> **Textausschnitt**:
Laut der Studie von Professorin Becker würden 24 Prozent der Befragten eine Petition gegen die Corona-Einschränkungen unterschreiben, 18 Prozent würden an einem Online-Protest teilnehmen und neun Prozent wären bereit, auf die Straße zu gehen. „Die Intention an Protesten gegen die Einschränkungen der Grundrechte teilzunehmen ist in Ostdeutschland höher als in Westdeutschland“, sagt Becker.

Getrieben vom Ungerechtigkeitsempfinden

Doch auch wenn nur ein kleiner Teil der Befragten wirklich auf die Straße gehen würde, dürften manche Demonstranten das Gefühl haben, für eine größere Masse an Menschen zu sprechen. Bestärkt könnten sie sich von der insgesamt schwindenden Akzeptanz der Deutschen für die Anti-Corona-Maßnahmen fühlen. So zeigt eine Online-Studie der Uni Mannheim, dass nicht einmal die Hälfte, rund 48 Prozent, die Schließung der EU-Grenzen noch für sinnvoll hält. Die Schließung öffentlicher Einrichtungen hält nur jeder Dritte für richtig. Das Verbot von Großveranstaltungen begrüßen hingegen 84 Prozent.

Becker beobachtet zwar, dass das Publikum bei den Protesten sehr unterschiedlich ist: Verschwörungsgläubige, Wutbürger, Impfgegner, Rechtspopulisten – aber auch Eltern, die einfach fix und fertig sind. Eines teilten aber alle Teilnehmer: „Die Proteste sind vor allem von Wut auf die Politik getrieben, von einem Ungerechtigkeitsempfinden.“ Wer an den Demos teilnehme, fürchte sich weniger vor dem Virus als vor den wirtschaftlichen Folgen der Krise.

Dass diese Ängste weit über das Lager der Demonstranten hinausgehen, zeigt auch die Allensbach-Studie. Demnach blicken nur noch 22 Prozent der Bevölkerung mit Hoffnungen auf das kommende Jahr. An eine schnelle Erholung der Konjunktur glaubt nur jeder Dritte. 46 Prozent rechnen mit einer Verschlechterung ihrer eigenen wirtschaftlichen Lage.

Kein „anhaltender Sturm des Protests“ erwartet

„Wenn mehr Menschen die wirtschaftlichen Folgen der Krise spüren und der Frust kommt, kann das durchaus zum Brennstoff für neue Proteste werden“, sagt Christina Morina, die an der Uni Bielefeld Rechtspopulismus erforscht. Sollten die Parteien der Mitte darauf keine passende Antwort finden, „kann es zu einer erneuten extremen Polarisierung der gesellschaftlichen Debatte kommen“. Profitieren könne dann die AfD, aber auch die Grünen, so wie es in der aufgeheizten Stimmung nach dem Sommer 2015 war.

> **Deine Aufgabe**: Schreibe den Text über die Proteste gegen die Corona-Maßnahmen im Anschluss an seinen letzten Satz weiter.

(Daten zu Referenzausdrücken)
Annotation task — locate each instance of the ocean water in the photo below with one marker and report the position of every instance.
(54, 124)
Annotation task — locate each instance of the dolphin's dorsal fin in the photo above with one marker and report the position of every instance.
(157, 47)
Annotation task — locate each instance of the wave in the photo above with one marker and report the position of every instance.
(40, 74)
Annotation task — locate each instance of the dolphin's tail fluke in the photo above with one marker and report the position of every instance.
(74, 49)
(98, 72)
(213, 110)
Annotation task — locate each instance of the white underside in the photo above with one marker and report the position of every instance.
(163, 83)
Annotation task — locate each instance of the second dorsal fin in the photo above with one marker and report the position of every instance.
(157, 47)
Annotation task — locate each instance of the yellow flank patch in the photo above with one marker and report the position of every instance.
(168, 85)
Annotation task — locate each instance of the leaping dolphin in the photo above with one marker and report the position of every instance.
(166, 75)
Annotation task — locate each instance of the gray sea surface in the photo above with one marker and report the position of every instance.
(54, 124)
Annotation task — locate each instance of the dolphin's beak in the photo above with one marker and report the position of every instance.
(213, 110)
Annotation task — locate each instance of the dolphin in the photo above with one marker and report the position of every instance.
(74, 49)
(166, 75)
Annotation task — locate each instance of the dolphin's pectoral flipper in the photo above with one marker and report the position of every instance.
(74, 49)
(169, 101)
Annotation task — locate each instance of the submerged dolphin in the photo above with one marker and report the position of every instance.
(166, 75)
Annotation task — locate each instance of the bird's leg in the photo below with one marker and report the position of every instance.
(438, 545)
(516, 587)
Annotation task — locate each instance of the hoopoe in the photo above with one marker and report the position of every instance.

> **Antwort zur Übung**:
Einen „anhaltenden Sturm des Protests“ erwartet Morina allerdings vorerst nicht. So seien die Proteste zuletzt geschrumpft – „auch, weil aus Politik, Medien und Zivilgesellschaft früh und vielstimmig davor gewarnt wurde, wer da alles mitmarschiert“. Eine „Wiederholung von Pegida“ stehe wohl vorerst nicht an, sagt die Historikerin.

Bei allem Potenzial zur Aufheizung der Stimmung, das sich in der Krise zeige, gebe es doch nach wie vor einen breiten gesellschaftlichen Konsens für die Maßnahmen zur Eindämmung der Pandemie: „Noch nie haben so viele Menschen in Deutschland gezwungenermaßen einen so wissenschaftlich unterfütterten und überwiegend rationalen Diskurs wie jetzt verfolgen müssen, das immunisiert gegen allzu kurzsichtige Empörungsszenarien.“

Die Kosten steigen

Eine Frage bleibt dennoch: Warum leidet die Corona-Disziplin, auch wenn viele Menschen eigentlich von der Richtigkeit der Maßnahmen überzeugt sind? Florian Kaiser ist Professor für Sozial- und Persönlichkeitspsychologie an der Uni Magdeburg.

Er untersucht unter anderem die Hintergründe menschlichen Verhaltens. Unter diesem Gesichtspunkt schaut er sich an, warum Menschen sich in der Corona-Krise immer weniger an Abstands- und Hygieneregeln halten. „Das hat nicht unbedingt mit einer gesunkenen Motivation zu tun“, sagt er.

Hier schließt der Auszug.